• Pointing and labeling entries
━━━━━━━━

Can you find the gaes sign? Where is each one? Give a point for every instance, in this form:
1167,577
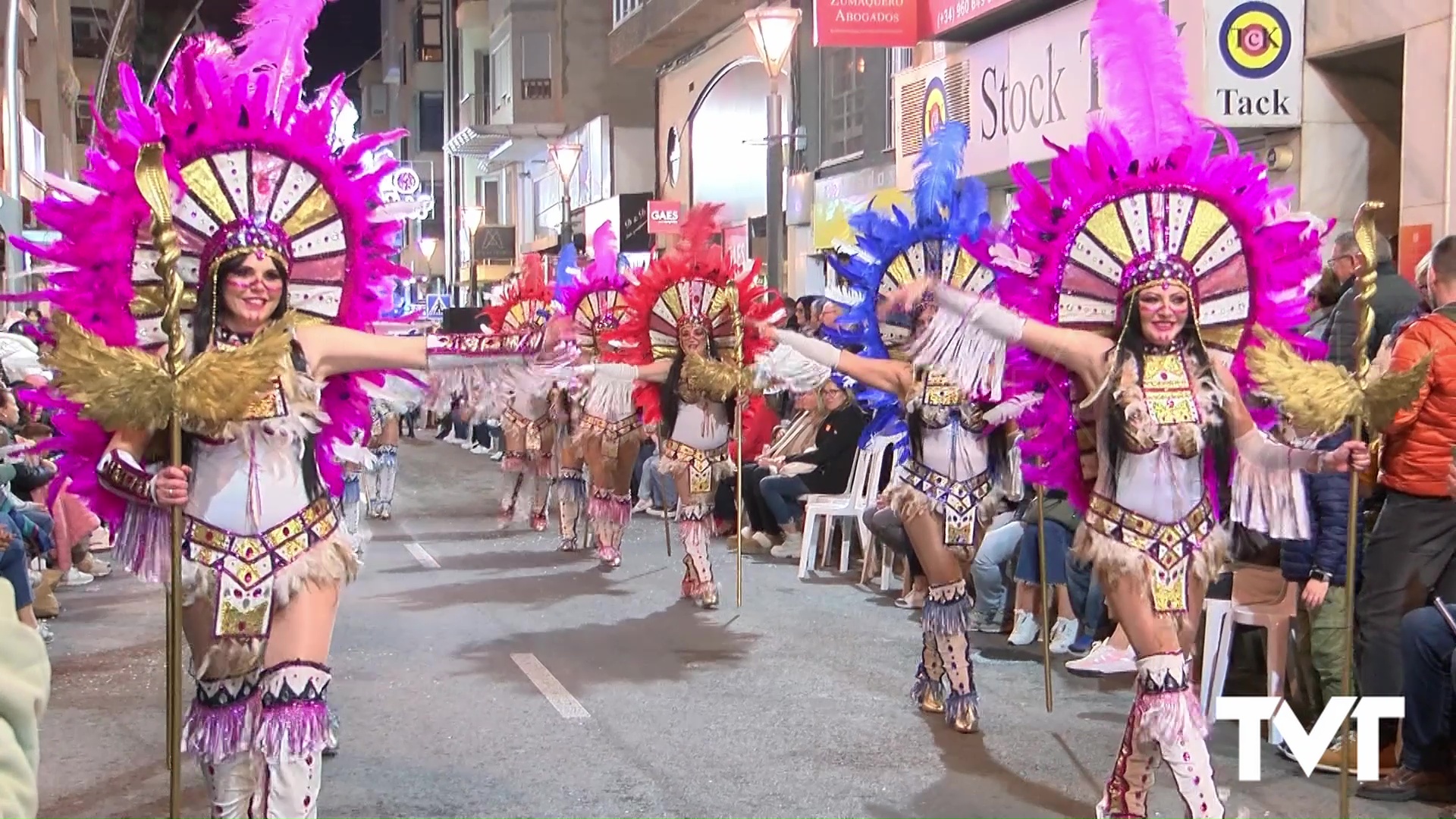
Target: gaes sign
663,216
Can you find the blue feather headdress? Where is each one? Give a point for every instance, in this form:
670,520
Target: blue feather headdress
893,249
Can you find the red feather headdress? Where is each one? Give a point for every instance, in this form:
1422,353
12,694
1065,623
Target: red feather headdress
695,281
525,302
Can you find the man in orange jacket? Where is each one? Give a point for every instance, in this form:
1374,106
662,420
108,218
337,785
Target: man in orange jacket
1414,539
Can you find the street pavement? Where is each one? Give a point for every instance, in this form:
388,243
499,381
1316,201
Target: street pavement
482,673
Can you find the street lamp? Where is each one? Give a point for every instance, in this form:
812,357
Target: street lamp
565,158
427,251
774,30
472,219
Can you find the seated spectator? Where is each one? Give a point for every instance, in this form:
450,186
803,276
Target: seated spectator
25,684
821,469
1424,773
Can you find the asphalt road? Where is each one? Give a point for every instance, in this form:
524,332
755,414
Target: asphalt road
482,673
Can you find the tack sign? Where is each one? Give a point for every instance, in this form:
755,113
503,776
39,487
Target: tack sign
663,216
1256,61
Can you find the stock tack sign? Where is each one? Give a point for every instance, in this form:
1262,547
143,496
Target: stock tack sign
865,24
1256,61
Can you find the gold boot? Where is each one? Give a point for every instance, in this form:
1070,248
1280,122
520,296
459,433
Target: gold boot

━━━━━━━━

• Exercise prompt
Copy the records above exactly, omitting every picture.

• Exercise output
Can you find the gaes sign? Where is each one? Give a point for every instance, in this form:
1167,577
Target: gaes sign
663,216
Can you find the blue feather headdress? Where is each one? Give a point for every instance, in this form:
670,520
Target: blue feather headdress
893,249
Can you find the red feather headdress? Where is each one? Give a point for every instance, in this form:
1422,353
12,694
1065,623
Target: red feather headdress
695,281
525,302
Can you find the man in orange jacket? Where is each one? Give a point for every instance, in this form:
1374,106
662,420
108,218
337,785
Target: man in orange jacket
1414,539
Can you find the street pavement? Where is each one? Give a point for every instance, in this form:
388,243
499,381
1316,201
Target: street pavement
482,673
Can you find the street lamp? Where is each one? Give a point for every instance, in this form:
812,357
Target: street lamp
565,158
427,251
774,30
472,219
Can you find the seated spectator? Where is each one? Give a point for every instance, in this form:
450,186
803,276
Target: seated spectator
25,684
821,469
1424,773
Can you find the asphalt road? Where is each one? Give a point for every instance, in this form:
524,332
755,414
Target: asphalt road
482,673
Can you find the tack sign? Where is each one? Give a point for every instance, in this form:
755,113
503,776
39,487
Target: tack sign
663,216
1256,61
Can you find the stock tack sign? Where is each one? Give a point for every instance, in this form:
1262,547
143,496
Target: stock tack sign
865,24
1256,61
Can you find the gold boot? Where is each one? Give a point for every instance, in this form:
1070,248
1280,122
520,296
459,433
Target: gold boot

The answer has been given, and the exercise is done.